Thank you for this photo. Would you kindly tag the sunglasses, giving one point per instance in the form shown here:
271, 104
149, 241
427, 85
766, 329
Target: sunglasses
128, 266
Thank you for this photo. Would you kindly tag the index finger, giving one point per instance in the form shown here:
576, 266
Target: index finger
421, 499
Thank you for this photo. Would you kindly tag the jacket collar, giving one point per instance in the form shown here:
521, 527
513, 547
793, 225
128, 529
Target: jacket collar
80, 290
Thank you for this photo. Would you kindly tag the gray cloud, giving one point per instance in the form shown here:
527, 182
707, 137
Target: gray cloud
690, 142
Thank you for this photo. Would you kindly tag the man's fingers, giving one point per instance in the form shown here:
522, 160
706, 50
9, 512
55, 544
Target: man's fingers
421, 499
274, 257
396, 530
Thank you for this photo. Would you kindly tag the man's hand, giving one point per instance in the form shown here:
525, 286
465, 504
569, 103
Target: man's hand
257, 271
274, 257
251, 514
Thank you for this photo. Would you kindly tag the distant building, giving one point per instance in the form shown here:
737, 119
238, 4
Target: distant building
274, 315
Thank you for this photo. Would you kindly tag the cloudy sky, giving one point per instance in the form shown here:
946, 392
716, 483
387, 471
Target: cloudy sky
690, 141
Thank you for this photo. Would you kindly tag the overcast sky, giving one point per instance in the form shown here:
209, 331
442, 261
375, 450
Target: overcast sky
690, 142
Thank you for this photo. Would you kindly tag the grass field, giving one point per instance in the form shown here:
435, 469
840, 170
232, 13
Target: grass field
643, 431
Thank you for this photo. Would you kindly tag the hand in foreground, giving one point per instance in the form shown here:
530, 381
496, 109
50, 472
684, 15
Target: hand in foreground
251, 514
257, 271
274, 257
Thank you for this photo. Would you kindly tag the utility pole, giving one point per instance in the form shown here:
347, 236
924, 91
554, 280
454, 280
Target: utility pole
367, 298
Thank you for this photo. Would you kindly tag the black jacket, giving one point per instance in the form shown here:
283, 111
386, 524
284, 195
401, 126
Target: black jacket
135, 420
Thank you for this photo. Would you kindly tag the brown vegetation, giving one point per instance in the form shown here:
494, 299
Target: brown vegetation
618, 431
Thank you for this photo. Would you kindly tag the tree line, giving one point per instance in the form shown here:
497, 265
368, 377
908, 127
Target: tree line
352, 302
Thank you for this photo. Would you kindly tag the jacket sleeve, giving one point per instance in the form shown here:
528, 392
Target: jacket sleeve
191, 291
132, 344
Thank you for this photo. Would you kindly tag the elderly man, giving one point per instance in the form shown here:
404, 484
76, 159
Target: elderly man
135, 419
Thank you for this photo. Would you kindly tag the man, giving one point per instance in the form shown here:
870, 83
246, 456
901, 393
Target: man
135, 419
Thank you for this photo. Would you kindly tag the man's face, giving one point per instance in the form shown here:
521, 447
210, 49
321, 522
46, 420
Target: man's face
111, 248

=-=-=

EXERCISE INSTRUCTIONS:
Find the line containing "Thank you for this photo. Would you kindly tag the elderly" in the material above. Print it and every line after it through the end, exactly and only those.

EXPECTED OUTPUT:
Thank you for this photo. Would you kindly tag the elderly man, giving one point per instance in the form shown here:
404, 484
76, 159
Target: elderly man
135, 419
Thank you for this photo. Would you kindly tag the man, giving one point per instance in the form shown here:
870, 83
246, 456
901, 393
Target: man
135, 419
Thank you for this photo. Would you kindly tag the man's face, giving one point per instance in the form shown here:
521, 447
210, 49
321, 522
46, 420
Target: man's face
111, 248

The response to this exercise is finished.